[Items from a data source]
_ _ _ _ _ _ _

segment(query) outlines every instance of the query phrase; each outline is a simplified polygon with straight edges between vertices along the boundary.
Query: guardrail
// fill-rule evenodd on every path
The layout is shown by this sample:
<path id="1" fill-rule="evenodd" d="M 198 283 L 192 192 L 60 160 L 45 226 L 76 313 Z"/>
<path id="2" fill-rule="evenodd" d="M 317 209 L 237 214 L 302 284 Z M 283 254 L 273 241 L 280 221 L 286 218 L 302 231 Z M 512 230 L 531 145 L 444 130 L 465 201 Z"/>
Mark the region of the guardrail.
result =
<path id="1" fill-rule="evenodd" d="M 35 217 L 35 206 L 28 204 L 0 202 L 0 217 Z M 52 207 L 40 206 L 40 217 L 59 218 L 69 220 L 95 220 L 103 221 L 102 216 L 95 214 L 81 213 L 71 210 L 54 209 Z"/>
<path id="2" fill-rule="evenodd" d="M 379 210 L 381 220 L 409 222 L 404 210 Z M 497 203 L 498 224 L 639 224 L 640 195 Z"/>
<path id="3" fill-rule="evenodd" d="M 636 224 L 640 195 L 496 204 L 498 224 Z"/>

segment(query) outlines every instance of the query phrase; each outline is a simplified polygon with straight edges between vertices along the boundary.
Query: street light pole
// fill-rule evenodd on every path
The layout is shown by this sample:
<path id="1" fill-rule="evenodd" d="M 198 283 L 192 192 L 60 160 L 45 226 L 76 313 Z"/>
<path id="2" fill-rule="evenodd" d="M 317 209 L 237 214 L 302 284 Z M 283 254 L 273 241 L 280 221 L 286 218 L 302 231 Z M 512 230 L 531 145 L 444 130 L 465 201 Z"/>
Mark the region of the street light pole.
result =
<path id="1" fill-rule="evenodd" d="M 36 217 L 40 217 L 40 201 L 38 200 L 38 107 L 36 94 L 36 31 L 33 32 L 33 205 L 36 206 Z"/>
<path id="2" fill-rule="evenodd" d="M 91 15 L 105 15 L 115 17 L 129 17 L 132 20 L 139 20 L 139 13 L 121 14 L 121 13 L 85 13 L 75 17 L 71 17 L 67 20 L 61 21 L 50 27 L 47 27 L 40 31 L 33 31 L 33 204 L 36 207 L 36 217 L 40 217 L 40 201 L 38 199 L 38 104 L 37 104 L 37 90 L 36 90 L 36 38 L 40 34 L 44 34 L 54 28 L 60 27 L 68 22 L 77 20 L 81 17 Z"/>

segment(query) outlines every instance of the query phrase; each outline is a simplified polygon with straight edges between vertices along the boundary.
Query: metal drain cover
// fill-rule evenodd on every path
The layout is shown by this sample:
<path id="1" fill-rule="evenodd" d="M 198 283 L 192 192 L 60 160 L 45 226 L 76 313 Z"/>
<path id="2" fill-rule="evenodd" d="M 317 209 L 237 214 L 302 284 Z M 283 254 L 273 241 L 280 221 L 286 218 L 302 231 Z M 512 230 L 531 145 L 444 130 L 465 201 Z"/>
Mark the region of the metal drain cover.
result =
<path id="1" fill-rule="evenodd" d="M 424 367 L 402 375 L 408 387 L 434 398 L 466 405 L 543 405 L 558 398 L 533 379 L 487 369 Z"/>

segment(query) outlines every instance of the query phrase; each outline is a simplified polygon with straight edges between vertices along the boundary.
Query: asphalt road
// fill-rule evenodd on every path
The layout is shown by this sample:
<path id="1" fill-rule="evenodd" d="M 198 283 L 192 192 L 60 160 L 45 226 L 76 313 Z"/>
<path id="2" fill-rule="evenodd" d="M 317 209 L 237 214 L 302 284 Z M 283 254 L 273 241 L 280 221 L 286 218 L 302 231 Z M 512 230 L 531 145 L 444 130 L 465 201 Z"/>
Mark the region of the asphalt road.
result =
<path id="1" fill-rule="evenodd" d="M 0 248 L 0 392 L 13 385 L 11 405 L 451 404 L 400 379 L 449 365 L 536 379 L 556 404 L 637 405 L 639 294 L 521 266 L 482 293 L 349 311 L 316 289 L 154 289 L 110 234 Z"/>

_ _ _ _ _ _ _

▸ **What you need to do**:
Lines with "cover": return each one from the data above.

▸ **Answer**:
Query: metal drain cover
Mark the region of the metal drain cover.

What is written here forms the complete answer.